====== RECORDED DATA
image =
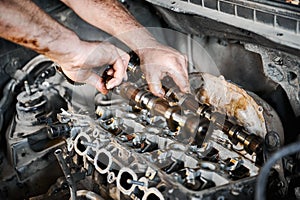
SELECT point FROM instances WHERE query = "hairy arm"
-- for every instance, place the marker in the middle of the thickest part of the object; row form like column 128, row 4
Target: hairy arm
column 22, row 22
column 157, row 60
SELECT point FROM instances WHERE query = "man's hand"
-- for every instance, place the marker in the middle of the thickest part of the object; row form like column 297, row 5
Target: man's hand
column 157, row 60
column 92, row 55
column 160, row 61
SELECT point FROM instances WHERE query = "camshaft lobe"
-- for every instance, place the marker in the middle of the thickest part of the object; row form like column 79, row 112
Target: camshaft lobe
column 191, row 124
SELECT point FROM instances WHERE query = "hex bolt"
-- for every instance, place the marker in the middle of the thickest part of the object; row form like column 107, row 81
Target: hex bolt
column 90, row 144
column 133, row 182
column 272, row 140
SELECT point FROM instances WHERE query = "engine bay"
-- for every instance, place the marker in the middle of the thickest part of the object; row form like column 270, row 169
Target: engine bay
column 67, row 141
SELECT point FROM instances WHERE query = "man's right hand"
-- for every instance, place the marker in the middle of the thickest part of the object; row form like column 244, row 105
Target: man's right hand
column 90, row 55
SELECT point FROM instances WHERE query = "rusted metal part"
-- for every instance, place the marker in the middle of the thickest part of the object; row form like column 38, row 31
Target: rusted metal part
column 231, row 100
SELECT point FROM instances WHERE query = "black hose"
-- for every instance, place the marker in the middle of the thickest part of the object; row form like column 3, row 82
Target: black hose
column 264, row 172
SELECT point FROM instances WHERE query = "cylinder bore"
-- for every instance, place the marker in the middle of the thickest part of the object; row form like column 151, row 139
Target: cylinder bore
column 153, row 194
column 124, row 175
column 103, row 161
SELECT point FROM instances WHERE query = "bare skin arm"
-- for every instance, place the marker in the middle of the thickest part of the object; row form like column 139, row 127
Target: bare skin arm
column 22, row 22
column 157, row 60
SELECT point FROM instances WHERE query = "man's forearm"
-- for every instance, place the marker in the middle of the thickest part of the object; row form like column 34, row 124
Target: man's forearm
column 22, row 22
column 112, row 17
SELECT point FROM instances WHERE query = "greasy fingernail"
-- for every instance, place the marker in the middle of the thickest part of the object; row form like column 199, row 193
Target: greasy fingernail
column 161, row 93
column 109, row 86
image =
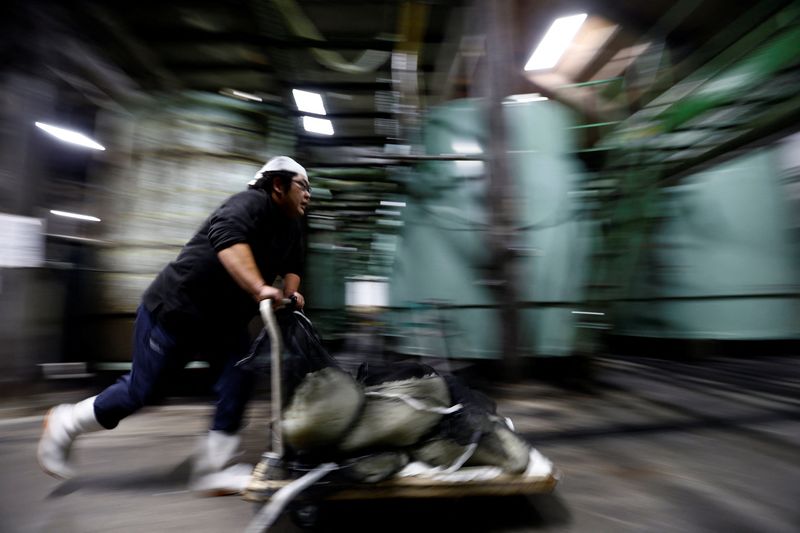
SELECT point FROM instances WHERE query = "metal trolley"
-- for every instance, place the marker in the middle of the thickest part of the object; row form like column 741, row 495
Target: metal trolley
column 269, row 486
============
WHAT THIS TASK INVOLVES: Omit the pictures. Output every record above word for word.

SOLUTION BELOW:
image =
SELECT point FROM instances WHERE query = "hairy arm"
-- for every instance, place the marker in the middle of the thickest part of the object; row form like column 128, row 4
Target: hairy arm
column 22, row 22
column 157, row 60
SELECT point FROM instances WHERE query = "man's hand"
-- for every instance, place the marker in the middle of the thickest part of the object; row form like column 297, row 5
Target: man's hand
column 157, row 60
column 92, row 55
column 160, row 61
SELECT point FROM instances WHERE query = "camshaft lobe"
-- for every instance, place the marker in the middle of the thickest part of the object; row form like column 79, row 112
Target: camshaft lobe
column 191, row 124
SELECT point FROM instances WHERE query = "hex bolt"
-- for every instance, place the marker in the middle of the thickest part of the object; row form like column 107, row 81
Target: hex bolt
column 90, row 144
column 133, row 182
column 272, row 140
SELECT point FROM instances WHERE query = "engine bay"
-- for every instance, place the marker in the middle of the thickest part of the object; row form like column 270, row 169
Target: engine bay
column 67, row 141
SELECT point FROM instances WHERE query = "man's right hand"
-- for every instance, place the marker in the middle of the thickest part of the object; row form like column 244, row 105
Target: man's right hand
column 90, row 55
SELECT point FROM instances WHERE query = "rusted metal part"
-- for every instance, place the marker in the middle of the thickest part of the object; row form like column 38, row 31
Target: rusted metal part
column 231, row 100
SELECT point FROM instances WHERE query = "black hose"
-- for every instance, place the marker in the middle of the thickest part of the object; row form like column 3, row 82
Target: black hose
column 264, row 172
SELECT point FROM instances WHERE query = "cylinder bore"
-- for every instance, place the marker in the middle of the thickest part of the object; row form like column 151, row 139
Target: cylinder bore
column 153, row 194
column 124, row 175
column 103, row 161
SELECT point FROM instances WHERE query = "bare skin arm"
-- for every instance, place the marker in the middle of the thickest part of the object; row form like column 139, row 127
Target: bare skin arm
column 22, row 22
column 157, row 60
SELECT point FROM instances WHERE query = "man's forearm"
-- for every instance, place the marker in the middle of the thickest part of the object; row form like column 34, row 124
Target: man's forearm
column 22, row 22
column 112, row 17
SELECT point FROM instances WHERE query = "greasy fingernail"
-- for every instance, place the marker in the middle of the thickest part of the object; row form like column 199, row 193
Target: greasy fingernail
column 161, row 93
column 109, row 86
image =
SELECT point FROM instances WHERE query = "metal trolley"
-- for every instance, place the marker in the middle of the thickest part of the object; row form like column 741, row 495
Target: metal trolley
column 269, row 486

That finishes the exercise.